| ИСХОДНЫЙ ТЕКСТ |
- - - - - - -
Комментарий | 1

Русская философия. Cовершенное мышление 112

 

В жизни каждого человека, как и в истории каждого государства, бывают моменты, когда всё тайное, малое, незаметное, подспудное, обычно невидимое, но, тем не менее, важное и определяющее, проявляется настолько открыто, что не заметить его не представляется возможным.

Бывают события в личной жизни человека и в истории государства, которые невозможно игнорировать.

Для русского государства таким событием стала Отечественная война 1812-го года, в которой явным, очевидным, непреложным, неотменяемым, совершенно откровенным образом проявилось скрытое в дрязге повседневности – решающая роль жизни народа в формировании истории государства.

Не царей и не царской династии, не полководцев и не их армий, а именно народа в целом, в котором и царь со своей династией, и полководцы со своими армиями представляют собой лишь частные, отдельные элементы, захваченные спонтанным вихрем, переплавляющим миллионы волений миллионов людей в действительность истории.
- - - - - - -
| СОДЕРЖИМОЕ НАБОРА ДАННЫХ |
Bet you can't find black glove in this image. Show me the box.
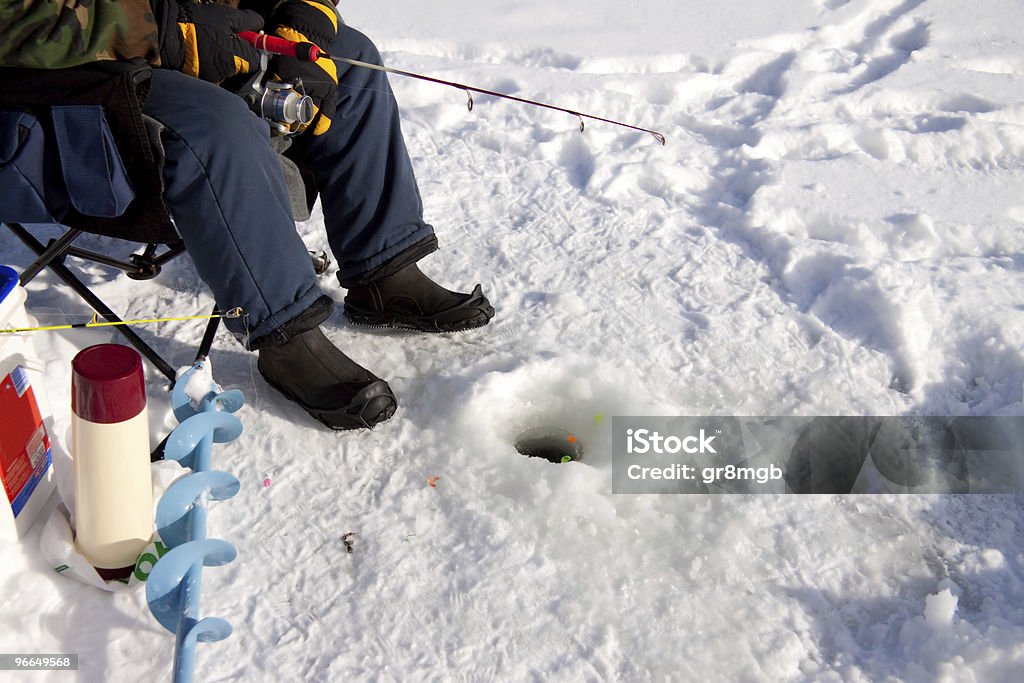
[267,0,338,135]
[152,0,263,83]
- - - - - - -
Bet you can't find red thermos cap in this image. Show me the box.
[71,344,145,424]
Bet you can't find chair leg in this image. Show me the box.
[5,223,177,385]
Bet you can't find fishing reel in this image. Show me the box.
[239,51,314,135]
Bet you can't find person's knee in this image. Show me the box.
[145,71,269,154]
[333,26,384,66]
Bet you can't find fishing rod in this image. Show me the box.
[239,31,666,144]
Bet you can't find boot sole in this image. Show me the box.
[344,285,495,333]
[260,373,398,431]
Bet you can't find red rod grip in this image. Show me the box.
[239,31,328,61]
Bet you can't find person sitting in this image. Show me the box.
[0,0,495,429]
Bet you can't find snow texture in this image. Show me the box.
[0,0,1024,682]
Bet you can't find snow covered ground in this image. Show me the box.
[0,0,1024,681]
- - - - - - -
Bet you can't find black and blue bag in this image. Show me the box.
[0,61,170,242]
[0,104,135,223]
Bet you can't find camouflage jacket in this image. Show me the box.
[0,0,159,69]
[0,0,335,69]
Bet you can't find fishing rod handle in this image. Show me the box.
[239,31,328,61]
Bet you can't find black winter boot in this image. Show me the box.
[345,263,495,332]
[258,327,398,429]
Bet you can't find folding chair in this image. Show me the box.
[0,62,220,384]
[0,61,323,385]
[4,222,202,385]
- - - - - - -
Продолжите текст о роли народа в истории государства, начиная сразу после его последнего предложения.

Толстой очень ясно показал это всем нам, правда, мало, кто это увидел, – потому, что мало, кто искал то, что искал и намеревал Толстой, а именно: единство всех русских людей. «Привычное от вечности» единство всех до одного русских – то единство, в котором единственно возможно преодоление неизбежных для каждого ограничений пространства, времени и причинности.

Единство русских для Толстого заключается не в особенности, избранности, истинности чего-то одного среди многого, например, православия, или самодержавия, или почвенничества (славянофильства), или революционности (прогрессизма) и пр.

Единство русских не может заключаться в чём-то отдельном, даже в православии, так как всё отдельное, даже православие, представляет собой неизбежное, необходимое ограничение, футлярность существования, которое требует своего снятия, преодоления.

Что же может объединить всех русских так, чтобы можно было не только сохранить, но и приумножить русскую культуру и историю? – спрашивает Толстой.

Толстой спрашивает, ищет и находит ответ, но мы его не слышим, пропускаем мимо ушей, не ухватываем, игнорируем, потому что он представляется нам слишком очевидным и одновременно слишком абстрактным, слишком ничего для нас не значащим, совершенно не конкретным, никак не применимым к нашей жизни.

Толстой показал нам, что русских в единое целое объединяет воление ими жизни.

Не воление чьей-то отдельной жизни, не воление отдельных жизней всех русских и даже не воление всех существующих во вселенной отдельных жизней.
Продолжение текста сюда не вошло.